TASKS TO CARRY OUT
1. From the Dubai FP&A Board meeting summary, reproduce word for word the passage that begins with the words "In February 2020, the" and ends with the words "Page and Azdan.".
2. According to the Dubai FP&A Board meeting summary, who facilitated the February 2020 meeting?

PASSAGE SHOWN
____
In February 2020, the Dubai FP&A Board gathered for the 7th time to discuss the subject of "Building Winning Financial Planning and Analysis (FP&A) Teams". Lukas Herbert, FP&A Director at Takeda Pharmaceuticals, facilitated the meeting. The event was sponsored by Jedox, Michael Page and Azdan.
What are the key features of a successful FP&A Professional?
The session began with a quick question to every participant regarding the most important attribute of an FP&A professional. The outcome was very interesting as almost everyone mentioned a soft skill than a technical one - be it curiosity, storytelling, influencing, agility or continuous improvement.
The discussion regarding FP&A Team Building, roles and synergies was then initiated by recapping the 5 critical FP&A team roles - the Architect, the Data Scientist, the Analyst, the Storyteller and the Influencer. It was mentioned that all these roles are not possible to find in one person, therefore, a team should be built.
Accountants vs FP&A
The participants discussed their experiences and views regarding building FP&A teams. Interesting perspectives emerged around whether the traditional path of most of today's FP&A professionals (from accountant / audit backgrounds) was still relevant or would there be better-suited professionals to tap into while hiring FP&A resources.
____
LISTED RECORDS
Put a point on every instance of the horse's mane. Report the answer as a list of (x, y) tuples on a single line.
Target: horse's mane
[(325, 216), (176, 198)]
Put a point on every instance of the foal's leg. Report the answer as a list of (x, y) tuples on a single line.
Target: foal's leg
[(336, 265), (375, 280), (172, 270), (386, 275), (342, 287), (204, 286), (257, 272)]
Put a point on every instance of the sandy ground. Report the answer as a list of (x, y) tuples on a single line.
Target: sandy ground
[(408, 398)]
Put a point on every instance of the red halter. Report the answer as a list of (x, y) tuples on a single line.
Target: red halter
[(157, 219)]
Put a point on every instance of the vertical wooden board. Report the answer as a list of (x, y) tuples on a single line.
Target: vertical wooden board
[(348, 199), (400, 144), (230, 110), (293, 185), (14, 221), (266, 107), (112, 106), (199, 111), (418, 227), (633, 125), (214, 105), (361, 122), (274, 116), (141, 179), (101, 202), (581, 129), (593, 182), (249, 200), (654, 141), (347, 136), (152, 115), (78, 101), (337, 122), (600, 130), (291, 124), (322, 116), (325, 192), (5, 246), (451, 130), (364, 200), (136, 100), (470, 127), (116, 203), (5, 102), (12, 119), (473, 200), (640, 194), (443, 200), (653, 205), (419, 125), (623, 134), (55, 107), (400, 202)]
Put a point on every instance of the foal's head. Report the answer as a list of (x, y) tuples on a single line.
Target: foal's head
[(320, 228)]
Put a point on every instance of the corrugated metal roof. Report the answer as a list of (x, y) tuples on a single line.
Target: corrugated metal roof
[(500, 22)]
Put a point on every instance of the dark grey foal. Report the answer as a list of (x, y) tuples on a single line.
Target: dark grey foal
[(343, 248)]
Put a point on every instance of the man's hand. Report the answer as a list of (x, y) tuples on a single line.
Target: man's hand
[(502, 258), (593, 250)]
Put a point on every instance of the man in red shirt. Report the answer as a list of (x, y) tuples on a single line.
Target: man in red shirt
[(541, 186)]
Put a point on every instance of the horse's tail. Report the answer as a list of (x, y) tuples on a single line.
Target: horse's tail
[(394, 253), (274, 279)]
____
TASK-BY-TASK RESULTS
1.
In February 2020, the Dubai FP&A Board gathered for the 7th time to discuss the subject of "Building Winning Financial Planning and Analysis (FP&A) Teams". Lukas Herbert, FP&A Director at Takeda Pharmaceuticals, facilitated the meeting. The event was sponsored by Jedox, Michael Page and Azdan.

2. Lukas Herbert, FP&A Director at Takeda Pharmaceuticals.